Prompt 1: Pull out every line of the rows below that contains the word "green", and copy each one unchanged.

Document:
______

Valiant in the face of what he calls “the penis business”—apparently made up of truck drivers—this gesture alone is nearly enough to facilitate the aforementioned whispers of approval.18 The “Palladian Proportioned Spaces” extolled in the building’s marketing material and Architectural Record’s praise of its “Miesian restraint” echo what are ultimately nebulous claims to historical importance which nod toward the façade’s rationality without requiring further explication.19 In the realm of symbolism then, this structuring conceit is only intended to serve as the most visible evidence of the design’s Architectural bonafides.

This being said, 432 Park isn’t exactly what Barthes calls an “empty” signifier—meaning nothing and therefore everything all at once.20 In line with its marketable understanding of luxury, the building’s accessible architectural logic suggests that the free-flowing, financialized capital that so literally gives this building its form and occupies its apartments might have an equally aestheticized, if slightly more tangled structure that’s also ripe for redesign. Unlike Gehry, Viñoly here leverages modernist tropes in order to make the abstractions that both produce and are produced by contemporary architecture into something just a little more legible.21 In the same way that Lamb’s Empire State Building or Yamasaki’s World Trade Center could be said, in hindsight, to carry messages about the eras in which they were made, in 432 Park we can read some of late capital’s own forces at work. Here, myths such as the democratic equanimity of the market and the rationality of global capital—performed in the repetition of squares, the flexibility of plans, and the durability of materials—are exposed in the act of their reproduction.

______

Input data:
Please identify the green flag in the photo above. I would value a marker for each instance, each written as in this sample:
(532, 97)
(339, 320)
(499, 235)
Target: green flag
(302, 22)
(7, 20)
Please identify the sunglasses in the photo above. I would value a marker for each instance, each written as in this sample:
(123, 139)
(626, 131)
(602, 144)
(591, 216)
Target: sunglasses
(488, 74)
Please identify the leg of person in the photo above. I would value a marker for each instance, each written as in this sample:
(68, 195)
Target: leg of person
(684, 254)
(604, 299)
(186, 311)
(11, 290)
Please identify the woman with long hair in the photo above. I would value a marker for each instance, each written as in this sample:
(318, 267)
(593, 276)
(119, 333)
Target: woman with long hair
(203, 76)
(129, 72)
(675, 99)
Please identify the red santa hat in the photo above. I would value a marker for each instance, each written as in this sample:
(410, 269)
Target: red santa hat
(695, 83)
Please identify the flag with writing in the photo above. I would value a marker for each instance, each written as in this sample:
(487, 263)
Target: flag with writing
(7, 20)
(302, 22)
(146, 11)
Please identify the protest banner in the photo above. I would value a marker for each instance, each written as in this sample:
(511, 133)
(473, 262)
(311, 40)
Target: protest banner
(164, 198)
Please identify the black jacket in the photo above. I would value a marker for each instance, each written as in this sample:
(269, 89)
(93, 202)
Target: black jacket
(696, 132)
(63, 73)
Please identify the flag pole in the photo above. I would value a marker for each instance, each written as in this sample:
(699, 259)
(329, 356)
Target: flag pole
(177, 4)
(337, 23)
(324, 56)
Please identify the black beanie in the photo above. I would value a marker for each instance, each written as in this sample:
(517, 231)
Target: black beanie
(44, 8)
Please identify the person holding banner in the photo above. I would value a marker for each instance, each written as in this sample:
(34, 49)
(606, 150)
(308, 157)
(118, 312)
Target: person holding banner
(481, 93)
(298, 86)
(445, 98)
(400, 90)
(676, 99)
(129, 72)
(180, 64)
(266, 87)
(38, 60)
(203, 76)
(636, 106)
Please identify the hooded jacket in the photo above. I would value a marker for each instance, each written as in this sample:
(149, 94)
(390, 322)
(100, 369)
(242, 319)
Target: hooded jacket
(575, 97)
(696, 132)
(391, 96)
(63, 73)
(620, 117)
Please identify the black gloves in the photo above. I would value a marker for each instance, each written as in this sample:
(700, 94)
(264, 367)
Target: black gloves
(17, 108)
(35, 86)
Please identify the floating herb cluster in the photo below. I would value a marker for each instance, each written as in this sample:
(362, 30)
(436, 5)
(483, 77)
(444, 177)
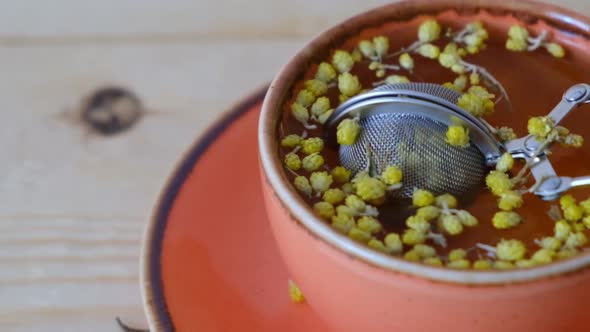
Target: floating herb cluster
(351, 203)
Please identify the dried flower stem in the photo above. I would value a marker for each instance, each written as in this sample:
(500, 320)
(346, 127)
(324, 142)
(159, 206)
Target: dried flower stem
(490, 80)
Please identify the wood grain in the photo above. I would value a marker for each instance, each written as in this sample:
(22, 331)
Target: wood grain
(74, 204)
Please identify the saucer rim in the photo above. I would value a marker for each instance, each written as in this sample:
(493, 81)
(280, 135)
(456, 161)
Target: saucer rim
(152, 292)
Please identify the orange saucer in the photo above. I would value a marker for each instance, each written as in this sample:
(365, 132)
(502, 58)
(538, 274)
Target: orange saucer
(209, 261)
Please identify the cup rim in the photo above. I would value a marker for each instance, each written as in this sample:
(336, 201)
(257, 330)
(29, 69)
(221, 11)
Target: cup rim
(300, 211)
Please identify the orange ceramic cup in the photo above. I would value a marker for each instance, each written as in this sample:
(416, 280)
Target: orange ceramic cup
(356, 289)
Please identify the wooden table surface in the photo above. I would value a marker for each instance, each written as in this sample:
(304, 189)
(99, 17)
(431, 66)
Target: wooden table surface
(73, 204)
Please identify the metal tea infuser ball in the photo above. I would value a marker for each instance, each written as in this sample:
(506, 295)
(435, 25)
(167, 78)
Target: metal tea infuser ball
(405, 125)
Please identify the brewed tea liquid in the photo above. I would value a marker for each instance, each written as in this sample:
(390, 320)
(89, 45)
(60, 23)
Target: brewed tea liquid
(535, 82)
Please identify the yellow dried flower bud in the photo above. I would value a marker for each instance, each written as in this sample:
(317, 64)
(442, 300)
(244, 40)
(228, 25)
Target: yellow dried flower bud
(503, 265)
(428, 213)
(451, 224)
(326, 72)
(482, 264)
(348, 188)
(355, 203)
(320, 106)
(392, 175)
(312, 145)
(505, 220)
(370, 189)
(566, 253)
(422, 197)
(516, 45)
(305, 98)
(562, 230)
(467, 219)
(460, 82)
(301, 183)
(379, 246)
(412, 237)
(316, 87)
(498, 182)
(412, 255)
(292, 161)
(448, 60)
(381, 45)
(356, 55)
(572, 140)
(348, 131)
(573, 213)
(333, 196)
(550, 243)
(418, 224)
(342, 223)
(348, 84)
(346, 211)
(340, 174)
(506, 134)
(291, 141)
(543, 256)
(429, 31)
(393, 243)
(575, 240)
(446, 200)
(312, 162)
(295, 293)
(505, 163)
(472, 104)
(320, 181)
(510, 250)
(359, 235)
(406, 61)
(322, 118)
(324, 209)
(300, 113)
(540, 126)
(474, 78)
(510, 200)
(369, 224)
(525, 263)
(457, 136)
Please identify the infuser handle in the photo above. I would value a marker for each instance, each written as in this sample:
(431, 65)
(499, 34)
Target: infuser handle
(550, 186)
(553, 187)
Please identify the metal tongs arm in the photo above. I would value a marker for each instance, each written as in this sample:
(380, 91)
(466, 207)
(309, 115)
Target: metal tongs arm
(549, 185)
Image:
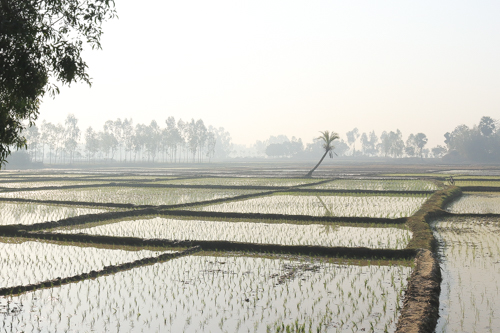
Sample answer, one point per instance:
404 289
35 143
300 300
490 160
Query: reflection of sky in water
476 203
30 213
470 291
361 206
275 233
138 196
204 293
31 261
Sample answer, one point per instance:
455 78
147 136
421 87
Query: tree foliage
41 42
481 143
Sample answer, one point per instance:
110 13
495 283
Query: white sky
260 68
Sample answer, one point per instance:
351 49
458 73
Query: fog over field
265 68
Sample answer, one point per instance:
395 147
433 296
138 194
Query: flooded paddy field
129 195
27 262
57 183
470 262
260 233
324 205
220 294
378 185
239 291
31 213
242 181
476 203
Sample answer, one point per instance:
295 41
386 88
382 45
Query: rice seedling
31 213
33 261
251 232
242 181
324 205
207 293
378 185
470 291
137 196
476 203
52 183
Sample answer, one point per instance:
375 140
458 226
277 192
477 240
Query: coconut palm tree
328 138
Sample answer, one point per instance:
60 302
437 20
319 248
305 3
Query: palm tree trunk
309 174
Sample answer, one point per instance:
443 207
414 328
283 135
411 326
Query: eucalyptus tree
33 138
352 136
224 145
369 143
91 143
420 141
41 44
397 143
71 135
174 138
211 142
327 139
411 145
152 140
201 137
128 136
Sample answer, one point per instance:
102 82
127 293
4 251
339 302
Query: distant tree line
121 140
390 144
480 143
191 141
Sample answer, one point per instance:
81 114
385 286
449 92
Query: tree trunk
309 174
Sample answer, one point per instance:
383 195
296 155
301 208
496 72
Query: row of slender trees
192 141
390 144
121 140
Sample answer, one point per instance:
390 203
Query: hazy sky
260 68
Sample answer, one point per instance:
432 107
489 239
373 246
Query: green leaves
42 40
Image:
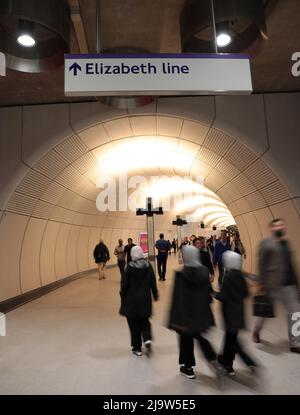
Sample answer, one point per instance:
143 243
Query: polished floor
73 341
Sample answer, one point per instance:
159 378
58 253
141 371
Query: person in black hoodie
232 295
101 255
190 313
137 283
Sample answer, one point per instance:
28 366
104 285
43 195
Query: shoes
148 346
229 371
256 338
255 370
187 372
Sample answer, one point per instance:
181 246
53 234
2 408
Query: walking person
204 256
190 313
162 247
101 255
221 246
278 279
138 285
174 245
127 250
232 295
237 246
120 254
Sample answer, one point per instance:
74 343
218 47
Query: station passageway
73 341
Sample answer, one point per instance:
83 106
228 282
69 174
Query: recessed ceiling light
26 40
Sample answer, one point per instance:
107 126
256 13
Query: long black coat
206 261
101 253
190 311
232 295
137 284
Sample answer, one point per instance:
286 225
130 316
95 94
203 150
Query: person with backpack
101 255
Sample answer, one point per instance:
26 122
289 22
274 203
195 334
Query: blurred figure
210 245
120 254
221 246
162 247
170 246
278 278
192 237
127 250
137 284
190 314
237 246
174 245
232 295
204 256
101 255
184 242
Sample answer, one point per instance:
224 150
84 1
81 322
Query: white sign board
2 64
157 74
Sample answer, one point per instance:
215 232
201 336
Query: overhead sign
2 64
157 74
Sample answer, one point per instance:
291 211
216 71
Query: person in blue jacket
163 248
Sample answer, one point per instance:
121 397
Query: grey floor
73 341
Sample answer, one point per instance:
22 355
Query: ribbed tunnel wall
49 222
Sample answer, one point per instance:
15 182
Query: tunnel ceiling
153 26
61 186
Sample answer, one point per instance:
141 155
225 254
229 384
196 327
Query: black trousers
186 350
221 273
162 265
233 347
140 329
121 265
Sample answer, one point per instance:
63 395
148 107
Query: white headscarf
232 260
191 256
136 253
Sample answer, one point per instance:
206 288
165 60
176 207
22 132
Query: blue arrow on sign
75 67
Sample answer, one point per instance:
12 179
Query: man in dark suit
278 278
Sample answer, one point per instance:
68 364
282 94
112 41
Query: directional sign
157 74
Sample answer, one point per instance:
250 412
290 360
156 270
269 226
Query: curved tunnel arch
51 215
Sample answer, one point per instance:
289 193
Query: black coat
101 253
190 308
232 295
206 261
127 251
137 284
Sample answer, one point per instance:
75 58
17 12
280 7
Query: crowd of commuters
190 314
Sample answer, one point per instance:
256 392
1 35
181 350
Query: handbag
263 306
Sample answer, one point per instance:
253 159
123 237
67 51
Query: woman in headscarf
190 314
232 295
137 284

______

Prompt 2: Extract the portion of the 432 Park passage above, starting with "Valiant in the" and going on through "design’s Architectural bonafides.", and copy it word for word.

Correct response 1:
Please identify the green flag in the photo above. I would value a marker for each instance, each written as in this sample:
Target: green flag
Query: green leaves

Correct response 2:
Valiant in the face of what he calls “the penis business”—apparently made up of truck drivers—this gesture alone is nearly enough to facilitate the aforementioned whispers of approval.18 The “Palladian Proportioned Spaces” extolled in the building’s marketing material and Architectural Record’s praise of its “Miesian restraint” echo what are ultimately nebulous claims to historical importance which nod toward the façade’s rationality without requiring further explication.19 In the realm of symbolism then, this structuring conceit is only intended to serve as the most visible evidence of the design’s Architectural bonafides.